» **The data**

==*==

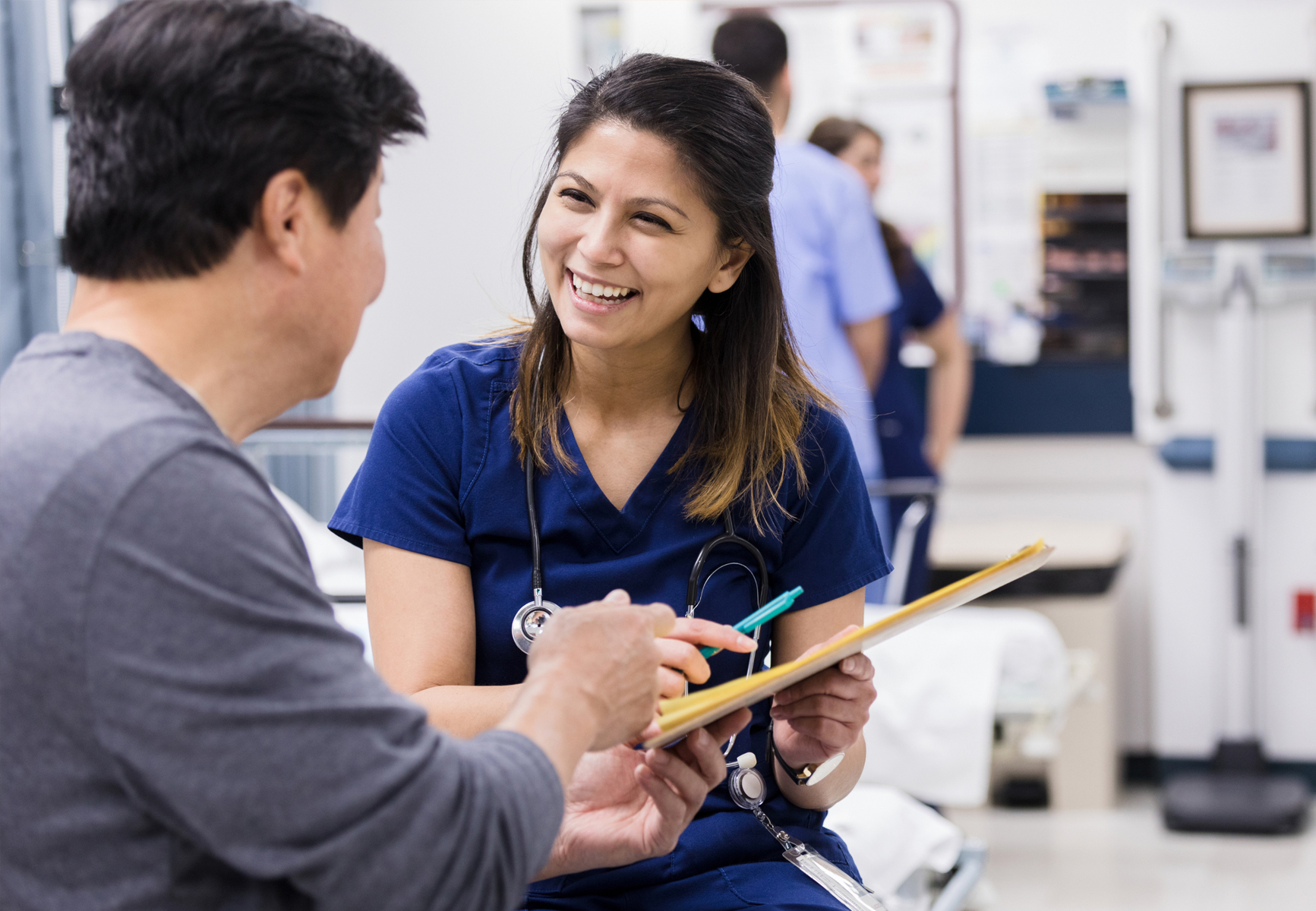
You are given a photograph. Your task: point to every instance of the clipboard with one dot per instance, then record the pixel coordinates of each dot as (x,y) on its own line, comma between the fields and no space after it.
(680,717)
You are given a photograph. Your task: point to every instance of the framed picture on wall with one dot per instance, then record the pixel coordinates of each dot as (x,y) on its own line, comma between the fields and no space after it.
(1247,159)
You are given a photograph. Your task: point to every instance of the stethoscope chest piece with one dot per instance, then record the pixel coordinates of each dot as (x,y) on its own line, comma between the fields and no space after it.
(529,622)
(745,782)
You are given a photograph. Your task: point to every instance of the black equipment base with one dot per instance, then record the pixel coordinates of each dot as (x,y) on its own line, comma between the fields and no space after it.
(1239,796)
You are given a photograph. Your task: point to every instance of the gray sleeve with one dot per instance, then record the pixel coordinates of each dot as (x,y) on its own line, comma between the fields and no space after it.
(242,717)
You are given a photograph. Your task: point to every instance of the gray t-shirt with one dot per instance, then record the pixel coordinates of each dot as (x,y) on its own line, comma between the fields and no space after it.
(182,722)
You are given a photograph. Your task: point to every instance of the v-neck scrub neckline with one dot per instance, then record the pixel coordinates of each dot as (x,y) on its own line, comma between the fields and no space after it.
(619,528)
(443,477)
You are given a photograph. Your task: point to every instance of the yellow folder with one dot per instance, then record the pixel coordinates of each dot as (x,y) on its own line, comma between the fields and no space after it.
(680,717)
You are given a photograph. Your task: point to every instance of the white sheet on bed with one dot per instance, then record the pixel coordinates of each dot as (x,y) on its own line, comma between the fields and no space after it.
(929,731)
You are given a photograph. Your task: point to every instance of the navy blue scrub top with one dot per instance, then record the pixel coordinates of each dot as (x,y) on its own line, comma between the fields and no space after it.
(443,477)
(901,423)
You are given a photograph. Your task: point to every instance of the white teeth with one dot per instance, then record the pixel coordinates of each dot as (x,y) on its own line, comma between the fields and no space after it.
(598,290)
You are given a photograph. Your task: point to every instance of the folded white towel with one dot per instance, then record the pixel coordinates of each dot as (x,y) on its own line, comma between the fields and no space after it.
(929,731)
(892,837)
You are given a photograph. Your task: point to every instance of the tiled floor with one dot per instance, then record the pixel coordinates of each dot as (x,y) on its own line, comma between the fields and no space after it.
(1124,860)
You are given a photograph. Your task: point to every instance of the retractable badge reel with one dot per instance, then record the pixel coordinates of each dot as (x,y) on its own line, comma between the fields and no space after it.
(748,790)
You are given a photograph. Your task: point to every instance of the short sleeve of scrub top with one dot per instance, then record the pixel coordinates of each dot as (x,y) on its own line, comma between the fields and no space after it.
(443,477)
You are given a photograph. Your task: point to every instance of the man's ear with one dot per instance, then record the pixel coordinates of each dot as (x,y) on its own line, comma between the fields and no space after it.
(734,257)
(289,210)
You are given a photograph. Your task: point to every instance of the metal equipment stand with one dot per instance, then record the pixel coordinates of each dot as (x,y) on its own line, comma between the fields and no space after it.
(1239,794)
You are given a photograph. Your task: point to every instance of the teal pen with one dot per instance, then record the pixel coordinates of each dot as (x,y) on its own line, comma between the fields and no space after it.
(759,616)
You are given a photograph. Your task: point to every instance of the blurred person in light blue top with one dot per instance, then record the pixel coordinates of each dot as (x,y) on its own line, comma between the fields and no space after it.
(836,276)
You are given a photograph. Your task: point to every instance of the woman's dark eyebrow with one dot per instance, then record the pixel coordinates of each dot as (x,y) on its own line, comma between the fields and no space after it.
(642,200)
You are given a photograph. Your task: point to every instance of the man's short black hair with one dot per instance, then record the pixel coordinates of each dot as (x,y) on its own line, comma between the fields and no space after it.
(753,46)
(183,109)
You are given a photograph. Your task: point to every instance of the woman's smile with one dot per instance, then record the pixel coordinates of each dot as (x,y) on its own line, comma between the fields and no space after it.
(598,297)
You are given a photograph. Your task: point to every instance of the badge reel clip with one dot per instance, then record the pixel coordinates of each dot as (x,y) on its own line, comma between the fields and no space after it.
(748,790)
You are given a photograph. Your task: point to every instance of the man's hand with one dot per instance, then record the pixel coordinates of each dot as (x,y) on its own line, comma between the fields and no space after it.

==*==

Please output the entries above exactly, leaving out every picture.

» **Answer to the exercise**
You are given a photograph. Your task: point to every instance of the clipboard with one dot per instance, then record the pixel coordinates of each dot as (x,y) on its own line, comma between the fields and no space after it.
(680,717)
You are given a photograph. Your task: point to every instance of the framed picture on wall with one dot per instance, then record the pixel coordinates of each dot as (x,y) on its own line, comma between the fields and no space after it.
(1247,159)
You are given a photograph. Your task: point to every instance of the stethoscope chest piece with one dot per instance, then record the pixel coordinates of each dot as (x,y) on its own line, comma between the fields and no space after it.
(529,622)
(745,782)
You are given a photograph. Your task: point to every instance of the black equipment base with one dot per instance, then record the pixel coordinates of each dot as (x,y) on its own line, comma between the fields and no space after it.
(1239,796)
You are given a photograph. Your task: point to every instance of the gray sleeve with one dot per instance, then record the pixel coordinates of each dot as (x,y) on its own line, comma between the fields and no space after it.
(242,717)
You are given a photograph. Your task: point to every instance of the gray t-shirt with one dot per instance, then record the pixel coordinates of each dot as (x,y) on its own line, comma between the fields and no space after it.
(182,722)
You are given a photograph. Your task: point to every instance of the v-neck scrub neckline with one dot per instance, then record the pixel coordinates of each dot as (x,y) on its own line, comma between the fields and no space after it.
(619,528)
(443,477)
You are given a photograph. Your task: point to every instance of the yellow folder with one dot per instance, then record the pixel coordinates of each dot as (x,y) on its own line, comma between the fields and no space after it.
(680,717)
You are given a photograph. Your task: point to every instance of the white sheet on bed with one dot per instance, then record the pixel coordinates of each dot as (x,y) on its own line, comma between the fields and no space after it.
(929,731)
You are given a photograph. Your task: point to every instance of the navy blue scrub top with one dot per instance, then record the pixel coordinates of each dot as (x,y) on its own line, comma between the fields and no space after it.
(443,477)
(901,423)
You are given a photograph. Your task: point to every instance of the white teeth with one dot per instance, then record the pixel coordinates of each dot as (x,y) on its own line, comma between the fields and no space after it.
(598,290)
You are given a photograph. Your task: point to every instance of the folded white towel with one dot per instance, then record the pixel coordinates of each dot as (x,y) on its own line, comma between the fields and no space after it.
(929,731)
(892,837)
You are given a photograph. Your task: point to every instance of the tiled floor with one dot per instance, then record the pixel coordinates of each dot as (x,y) on its own line, comma between the fields and no space after it.
(1124,860)
You are given a photograph. Your task: point to every instance of the retractable badge reel with one dot per instance, then record the pixel coordinates of each dot as (x,y) on its own line, comma between the fields and no space after it.
(748,790)
You are given a photograph. Your task: point to every instance of the short sleeve of scrub top with one dot per instance, then record the pixel coordinates of each dot as (x,y) on its own line, comma between the fields and no space after it.
(443,477)
You are given a photograph. Your task: point to every instance of the man's ear with one dot per instance, then record the pixel coordinates of each dot as (x,y) on its own line, comma between the fields and no space after it.
(734,257)
(289,210)
You are given a photograph. Your task: point to every instance of the metal equipment stand with one dot per instance, then record the pixel coordinates of each dot as (x,y) on its own line, comma between the fields and no space after it.
(1239,794)
You are given a photograph. Your task: point to every instance of the teal pen with one dot per instance, then record the pixel coordinates of each dot as (x,y) on its own line, comma between the fields and no space after it.
(759,616)
You are given a photograph. Your task: point to every instance of the blurred person in light blue top with one dot per instance, then record the pixel coordinates of each dot as (x,y) on its own line, comma between the fields and no space after it.
(836,276)
You are given a photograph. Your task: point to every instance of the woman's dark eyebrow with one dot per instance, then record the pixel coordinates of each dot as (x,y) on its own line, comma between the fields and no space after it.
(642,200)
You are given a photograph. Your task: point to every instance of the man's short black hair with one dot per instance, then record the pixel coordinates of each dot as (x,y) on its own line, comma between the fields and no space after it.
(753,46)
(183,109)
You are given a photograph. Your task: point to every instance of the woman's smile with one dot per instance, then record the pixel coordinates of each dot as (x,y) on its own line, comma between the fields and no space after it.
(598,297)
You are given a photograph. Your task: point to every instance of the badge reel clip with one dot per instance, then record the pixel coordinates of each dot as (x,y) on its own line, comma between the fields and no space after it.
(748,790)
You are given a photograph. Your task: point to every instance of the man's hand with one dot per instance, then record the pixel coordinates of each dot as (x,y) on its own line, comma between the fields and no space after it.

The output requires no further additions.